**Work to do**
- 1) In the travel essay, which two states did the writer pass through on the trip with a friend that involved digging for fossils?
- 2) Resume the travel essay after its last sentence and keep writing it in the same voice.

**Text to read**
......

[ This is Essay # 22 in our Spotlight Series. Click here for the archives.]
Beyond the Open Road, Wandering and Wondering
—————————
Now when I look back I wonder if I’ve been lucky to not confront, even once, any introspective thought on the merits of travel. However, I’ve been asked just that by people. This is not to say that people question the merits of travel per se, actually it is the choice of my destinations they question, reflected no doubt in the contrast their own choice usually presents with those of mine.
Years ago, after a rewarding trip with a friend through Maharashtra and beyond, to Madhya Pradesh, I was asked on my return, “What on Earth made you plough ankle deep through muddy fields to go digging for fossils in the heart of a Gond tribal village?” I struggled to answer it. I would struggle even now. How does one explain the thrill of unearthing fossil after fossil, knowing full well that for millions of years life that lay trapped in sedimentation saw light that day. To hold a life form kept intact by fossilization is to peel away layers of time right back to the very start and see it the way life shaped it, and be the first one to do so.
To understand where we come from and of what or who preceded us will continue to shape our curiosity, occasionally nudging it sufficiently enough to spur travel, on the road and off it, in the mind, in effect fitting imagination with legs and letting it run free. Without either travel will be poorer for, in traveling to a destination it is imagination that often makes for the journey.

......

**Rows**
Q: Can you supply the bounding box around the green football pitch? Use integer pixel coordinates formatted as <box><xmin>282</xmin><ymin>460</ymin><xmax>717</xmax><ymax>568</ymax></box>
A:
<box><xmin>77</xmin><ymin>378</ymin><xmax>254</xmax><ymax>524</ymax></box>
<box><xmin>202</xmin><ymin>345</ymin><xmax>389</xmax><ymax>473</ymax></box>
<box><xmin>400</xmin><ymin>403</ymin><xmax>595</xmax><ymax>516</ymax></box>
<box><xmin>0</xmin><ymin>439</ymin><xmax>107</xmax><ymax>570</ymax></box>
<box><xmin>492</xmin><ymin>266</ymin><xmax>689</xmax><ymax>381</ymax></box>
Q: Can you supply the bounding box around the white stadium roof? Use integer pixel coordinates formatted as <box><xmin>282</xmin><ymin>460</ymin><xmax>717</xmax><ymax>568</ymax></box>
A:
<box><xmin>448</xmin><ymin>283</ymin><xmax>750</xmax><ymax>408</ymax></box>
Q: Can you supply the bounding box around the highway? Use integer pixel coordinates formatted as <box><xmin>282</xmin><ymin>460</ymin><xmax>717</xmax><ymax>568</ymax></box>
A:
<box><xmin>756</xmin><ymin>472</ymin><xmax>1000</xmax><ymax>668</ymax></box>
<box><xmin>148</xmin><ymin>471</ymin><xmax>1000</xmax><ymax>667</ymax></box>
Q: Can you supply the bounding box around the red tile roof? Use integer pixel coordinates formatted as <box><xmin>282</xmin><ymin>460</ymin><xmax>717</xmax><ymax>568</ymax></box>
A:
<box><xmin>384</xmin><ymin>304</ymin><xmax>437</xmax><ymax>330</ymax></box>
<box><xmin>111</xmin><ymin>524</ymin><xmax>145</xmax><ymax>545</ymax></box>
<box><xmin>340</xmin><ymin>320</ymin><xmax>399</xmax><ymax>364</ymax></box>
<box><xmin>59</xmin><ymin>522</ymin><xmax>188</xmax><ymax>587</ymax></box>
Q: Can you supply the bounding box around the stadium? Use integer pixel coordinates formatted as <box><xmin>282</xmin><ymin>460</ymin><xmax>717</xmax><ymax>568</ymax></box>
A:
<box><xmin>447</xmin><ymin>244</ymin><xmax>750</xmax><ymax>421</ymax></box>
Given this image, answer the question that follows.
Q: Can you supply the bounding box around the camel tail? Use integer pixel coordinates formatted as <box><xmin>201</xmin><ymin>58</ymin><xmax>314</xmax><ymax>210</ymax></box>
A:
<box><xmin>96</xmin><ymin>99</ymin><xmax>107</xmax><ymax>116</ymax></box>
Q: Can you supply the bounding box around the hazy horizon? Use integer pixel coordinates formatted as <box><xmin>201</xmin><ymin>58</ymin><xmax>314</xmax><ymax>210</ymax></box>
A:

......

**Replies**
- 1) Maharashtra and Madhya Pradesh.

- 2)
When time is measured in millions of years it adds a touch of the mystic to the mystery, and when the journey turns a shade philosophical, like it did for Jags and I when we unearthed an intact tree trunk that day, possibly spanning geological eras, its every sinew intact as time wore down ages, the moment acquired reverence, turning the experience a shade spiritual. It was the mystery of the unknown that excited our imagination that day for, it is in the gaps in knowledge or understanding that our imagination can play out, and when the possibilities are many, and the traveler can choose his pick, the journey acquires the personality of the traveler. I would find history less appealing if its documentation left little latitude for possibilities. A bit of the unknown adds mystery to the magic of travel.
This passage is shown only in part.